Data listing:

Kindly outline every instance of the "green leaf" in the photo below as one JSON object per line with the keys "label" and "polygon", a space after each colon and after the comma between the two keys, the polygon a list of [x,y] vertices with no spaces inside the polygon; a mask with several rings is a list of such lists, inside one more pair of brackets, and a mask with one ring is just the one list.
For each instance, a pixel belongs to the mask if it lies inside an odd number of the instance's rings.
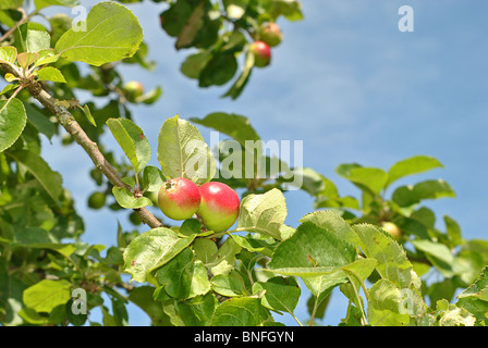
{"label": "green leaf", "polygon": [[488,266],[485,266],[479,277],[461,293],[457,298],[476,298],[483,301],[488,301]]}
{"label": "green leaf", "polygon": [[212,275],[229,274],[235,264],[235,256],[241,252],[241,247],[232,238],[225,239],[219,248],[213,260],[207,263]]}
{"label": "green leaf", "polygon": [[143,172],[143,190],[148,192],[159,192],[162,184],[166,182],[164,176],[161,171],[152,165],[147,165],[144,167]]}
{"label": "green leaf", "polygon": [[129,299],[149,315],[154,326],[169,326],[169,318],[163,312],[161,303],[152,299],[154,291],[152,286],[138,286],[129,294]]}
{"label": "green leaf", "polygon": [[393,201],[400,207],[416,204],[424,199],[455,197],[451,186],[442,179],[425,181],[415,186],[400,186],[392,195]]}
{"label": "green leaf", "polygon": [[24,290],[24,303],[36,312],[49,313],[71,299],[70,288],[71,283],[64,279],[42,279]]}
{"label": "green leaf", "polygon": [[361,239],[359,246],[366,257],[378,261],[376,269],[381,277],[400,288],[406,288],[416,281],[405,250],[388,233],[369,224],[353,225],[353,229]]}
{"label": "green leaf", "polygon": [[198,30],[204,26],[205,17],[205,2],[200,2],[198,5],[194,7],[192,14],[190,15],[187,22],[180,30],[176,39],[176,49],[188,47],[195,40]]}
{"label": "green leaf", "polygon": [[56,134],[56,125],[49,117],[37,110],[33,104],[25,103],[25,111],[27,112],[27,120],[30,122],[36,129],[51,139]]}
{"label": "green leaf", "polygon": [[39,80],[52,80],[53,83],[66,83],[63,74],[56,67],[46,66],[37,72]]}
{"label": "green leaf", "polygon": [[144,283],[147,274],[174,258],[190,244],[195,235],[180,238],[166,227],[152,228],[135,237],[124,250],[124,271],[131,281]]}
{"label": "green leaf", "polygon": [[237,229],[265,233],[280,240],[281,226],[285,217],[284,196],[279,189],[273,188],[266,194],[252,194],[242,199]]}
{"label": "green leaf", "polygon": [[147,94],[137,97],[135,99],[135,102],[143,102],[147,105],[150,105],[155,103],[159,99],[159,97],[161,97],[161,95],[162,95],[162,88],[160,86],[157,86],[156,88],[149,90]]}
{"label": "green leaf", "polygon": [[[7,77],[7,74],[5,74],[5,77]],[[5,79],[7,79],[7,78],[5,78]],[[9,91],[11,91],[11,90],[17,89],[20,86],[21,86],[21,85],[19,85],[19,84],[10,84],[10,85],[7,85],[7,86],[2,89],[2,91],[0,91],[0,96],[4,95],[4,94],[7,94],[7,92],[9,92]]]}
{"label": "green leaf", "polygon": [[232,271],[229,274],[218,274],[210,279],[211,288],[217,294],[227,297],[246,295],[246,287],[241,274]]}
{"label": "green leaf", "polygon": [[[303,281],[314,296],[320,297],[346,282],[344,274],[334,272],[334,269],[352,263],[355,256],[354,247],[339,239],[335,233],[305,222],[278,245],[268,266],[271,272],[280,274],[308,271],[302,273]],[[317,271],[326,273],[314,274]]]}
{"label": "green leaf", "polygon": [[451,216],[444,215],[444,223],[447,228],[447,235],[449,237],[451,248],[459,246],[463,238],[461,234],[461,227],[457,222]]}
{"label": "green leaf", "polygon": [[338,238],[353,246],[357,246],[359,243],[359,238],[349,223],[331,210],[318,210],[306,214],[300,222],[312,222],[320,228],[326,228],[327,231],[334,233]]}
{"label": "green leaf", "polygon": [[152,206],[152,201],[147,197],[135,197],[134,192],[123,187],[112,187],[112,194],[120,207],[125,209],[138,209]]}
{"label": "green leaf", "polygon": [[388,171],[388,182],[386,186],[401,177],[430,171],[443,165],[435,158],[428,156],[415,156],[393,164]]}
{"label": "green leaf", "polygon": [[198,86],[222,86],[235,75],[236,71],[237,60],[235,59],[234,52],[217,52],[202,70]]}
{"label": "green leaf", "polygon": [[270,320],[269,312],[255,297],[235,297],[217,307],[211,326],[260,326]]}
{"label": "green leaf", "polygon": [[0,63],[13,65],[17,59],[17,49],[12,46],[0,47]]}
{"label": "green leaf", "polygon": [[63,192],[62,176],[50,169],[49,164],[38,154],[27,150],[9,151],[8,154],[22,163],[44,187],[46,192],[58,206]]}
{"label": "green leaf", "polygon": [[204,262],[205,265],[216,262],[219,254],[219,248],[216,243],[207,238],[197,238],[193,244],[193,250],[196,258]]}
{"label": "green leaf", "polygon": [[39,53],[27,53],[23,52],[17,55],[17,63],[22,67],[23,71],[26,71],[27,67],[34,63],[39,58]]}
{"label": "green leaf", "polygon": [[343,266],[354,261],[352,245],[338,238],[334,232],[312,222],[301,224],[296,232],[280,243],[269,262],[269,269]]}
{"label": "green leaf", "polygon": [[242,146],[246,145],[246,140],[257,141],[260,139],[251,125],[249,119],[245,116],[213,112],[205,116],[205,119],[192,117],[190,121],[223,133],[239,141]]}
{"label": "green leaf", "polygon": [[218,306],[219,301],[211,293],[175,302],[175,308],[186,326],[209,326]]}
{"label": "green leaf", "polygon": [[216,173],[213,156],[200,133],[178,115],[162,124],[157,157],[167,178],[186,177],[202,185]]}
{"label": "green leaf", "polygon": [[209,47],[218,38],[220,15],[211,15],[213,5],[209,0],[181,0],[161,13],[162,28],[168,35],[178,38],[176,48]]}
{"label": "green leaf", "polygon": [[211,50],[203,50],[186,57],[181,64],[181,72],[190,78],[198,78],[211,59]]}
{"label": "green leaf", "polygon": [[95,119],[91,115],[91,111],[89,111],[89,107],[85,105],[85,107],[83,107],[82,110],[83,110],[83,113],[85,114],[86,119],[88,120],[88,122],[91,123],[96,127],[97,123],[95,122]]}
{"label": "green leaf", "polygon": [[69,61],[99,66],[132,57],[142,41],[137,17],[124,5],[103,1],[89,11],[86,30],[71,28],[59,38],[54,49]]}
{"label": "green leaf", "polygon": [[34,0],[37,10],[44,8],[60,5],[60,7],[74,7],[78,4],[77,0]]}
{"label": "green leaf", "polygon": [[0,152],[10,148],[27,123],[24,104],[16,98],[0,100]]}
{"label": "green leaf", "polygon": [[381,169],[363,167],[357,164],[341,164],[335,172],[354,183],[361,189],[368,189],[378,195],[388,181],[388,174]]}
{"label": "green leaf", "polygon": [[2,0],[0,3],[0,10],[15,10],[22,8],[24,0]]}
{"label": "green leaf", "polygon": [[388,279],[379,279],[369,289],[368,320],[374,326],[405,326],[410,315],[404,311],[405,296]]}
{"label": "green leaf", "polygon": [[51,36],[46,30],[27,29],[25,37],[26,52],[36,53],[51,47]]}
{"label": "green leaf", "polygon": [[202,261],[194,261],[193,251],[184,249],[156,272],[156,279],[168,295],[188,299],[210,290],[207,270]]}
{"label": "green leaf", "polygon": [[274,276],[265,283],[254,283],[253,293],[260,290],[266,290],[261,297],[264,307],[290,314],[293,314],[301,295],[298,284],[293,277]]}
{"label": "green leaf", "polygon": [[39,58],[36,60],[36,66],[56,63],[59,60],[59,55],[56,54],[54,49],[49,48],[37,52]]}
{"label": "green leaf", "polygon": [[137,175],[150,160],[150,145],[143,130],[131,120],[109,119],[107,125]]}
{"label": "green leaf", "polygon": [[416,249],[422,250],[425,253],[446,262],[447,264],[452,264],[454,261],[454,256],[451,250],[443,244],[427,239],[411,240],[411,243]]}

Written exercise:
Reproduce the material from its first line through the line containing "For each instance, a", inclusive, with every character unchanged.

Task response:
Kindly outline every instance of the "green leaf" in the photo below as one JSON object per line with the keys "label" and "polygon", a space after each colon and after the comma between the two keys, the polygon a list of [x,y] vertices with no spaces inside the polygon; a mask with several rings is a list of such lists, inside one more pair of brackets, and a mask with one ring is just the one list.
For each instance, a pixel belongs to the mask if it lies inside an odd number of the instance's rings.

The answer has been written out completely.